* _DOCUMENT PASSAGE_
┌────────

Frank does point out that some approaches to cutting the test-happiness of US medicine have yielded positive outcomes:
In an article in The New Yorker, for example, Atul Gawande described an entrepreneurial medical subculture in McAllen, Tex., in which doctors prescribe roughly half again as many tests and procedures as those in otherwise similar Texas communities. McAllen, he argued, is where American health care is heading.
Current reform bills do little to curtail such spending, and all include subsidies to help meet insurance mandates, which would shift substantial existing health spending onto the federal budget. So enacting one of these bills would intensify pressure to cut costs.
The good news is that Dr. Gawande also identifies at least some health plans, like that of the Mayo Clinic in Minnesota, that have sidestepped the incentive problem by putting doctors on salary and operating their own hospitals. Such plans, which provide superb care and high patient satisfaction at significantly lower cost than conventional fee-for-service plans, would become more attractive under the proposed legislation.

└────────

* _SOURCE MATERIAL_
┌────────

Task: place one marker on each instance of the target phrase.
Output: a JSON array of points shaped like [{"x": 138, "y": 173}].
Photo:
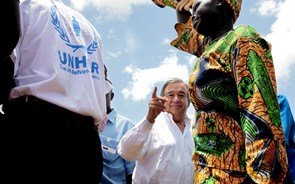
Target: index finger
[{"x": 154, "y": 95}]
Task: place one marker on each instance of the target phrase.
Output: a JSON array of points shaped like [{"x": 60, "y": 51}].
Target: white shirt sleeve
[{"x": 134, "y": 143}]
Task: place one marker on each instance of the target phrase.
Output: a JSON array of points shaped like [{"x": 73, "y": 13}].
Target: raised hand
[
  {"x": 156, "y": 106},
  {"x": 184, "y": 5}
]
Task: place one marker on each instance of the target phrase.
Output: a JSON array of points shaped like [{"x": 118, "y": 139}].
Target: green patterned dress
[{"x": 238, "y": 133}]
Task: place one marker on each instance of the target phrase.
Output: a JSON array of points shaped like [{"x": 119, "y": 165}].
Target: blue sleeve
[{"x": 289, "y": 131}]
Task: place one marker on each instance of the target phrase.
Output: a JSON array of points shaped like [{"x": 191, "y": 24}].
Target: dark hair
[{"x": 172, "y": 81}]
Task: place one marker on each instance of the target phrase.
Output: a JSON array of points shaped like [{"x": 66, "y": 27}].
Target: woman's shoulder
[{"x": 245, "y": 31}]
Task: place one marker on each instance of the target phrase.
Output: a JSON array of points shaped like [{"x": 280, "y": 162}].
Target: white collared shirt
[{"x": 162, "y": 152}]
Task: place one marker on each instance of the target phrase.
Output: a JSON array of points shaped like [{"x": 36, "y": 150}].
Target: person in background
[
  {"x": 116, "y": 170},
  {"x": 162, "y": 143},
  {"x": 11, "y": 27},
  {"x": 49, "y": 134},
  {"x": 289, "y": 131},
  {"x": 232, "y": 85},
  {"x": 11, "y": 32}
]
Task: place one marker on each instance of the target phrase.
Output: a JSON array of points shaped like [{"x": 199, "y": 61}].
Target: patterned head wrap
[{"x": 236, "y": 7}]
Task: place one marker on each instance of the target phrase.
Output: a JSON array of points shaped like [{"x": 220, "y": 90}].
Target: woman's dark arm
[{"x": 182, "y": 16}]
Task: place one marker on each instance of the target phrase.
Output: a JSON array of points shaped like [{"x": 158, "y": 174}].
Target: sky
[{"x": 136, "y": 50}]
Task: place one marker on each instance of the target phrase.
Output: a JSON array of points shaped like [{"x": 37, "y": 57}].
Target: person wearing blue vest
[
  {"x": 288, "y": 124},
  {"x": 116, "y": 170}
]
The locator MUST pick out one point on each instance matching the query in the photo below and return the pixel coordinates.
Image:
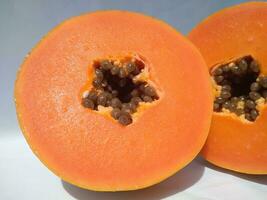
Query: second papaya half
(234, 44)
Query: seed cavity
(240, 88)
(115, 84)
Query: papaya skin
(232, 33)
(67, 138)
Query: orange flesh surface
(89, 149)
(231, 33)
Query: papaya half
(114, 100)
(233, 42)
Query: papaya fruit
(114, 100)
(233, 42)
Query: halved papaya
(65, 93)
(234, 44)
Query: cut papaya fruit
(114, 100)
(234, 44)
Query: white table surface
(23, 176)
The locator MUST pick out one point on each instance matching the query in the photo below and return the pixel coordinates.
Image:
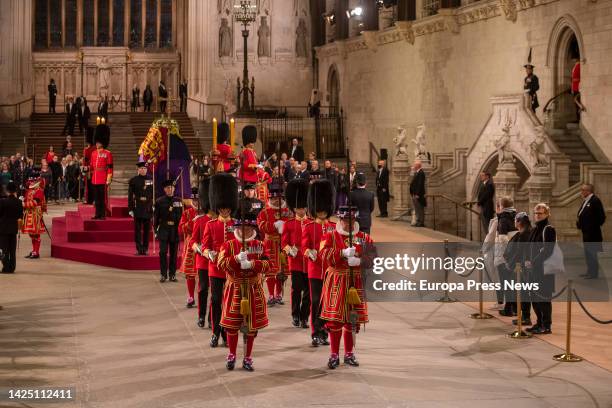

└────────

* _TASK DESCRIPTION_
Reproduce the passage about test-heavy US medicine and health care reform in full, word for word.

* _RESPONSE TO THIS TASK_
Frank does point out that some approaches to cutting the test-happiness of US medicine have yielded positive outcomes:
In an article in The New Yorker, for example, Atul Gawande described an entrepreneurial medical subculture in McAllen, Tex., in which doctors prescribe roughly half again as many tests and procedures as those in otherwise similar Texas communities. McAllen, he argued, is where American health care is heading.
Current reform bills do little to curtail such spending, and all include subsidies to help meet insurance mandates, which would shift substantial existing health spending onto the federal budget. So enacting one of these bills would intensify pressure to cut costs.
The good news is that Dr. Gawande also identifies at least some health plans, like that of the Mayo Clinic in Minnesota, that have sidestepped the incentive problem by putting doctors on salary and operating their own hospitals. Such plans, which provide superb care and high patient satisfaction at significantly lower cost than conventional fee-for-service plans, would become more attractive under the proposed legislation.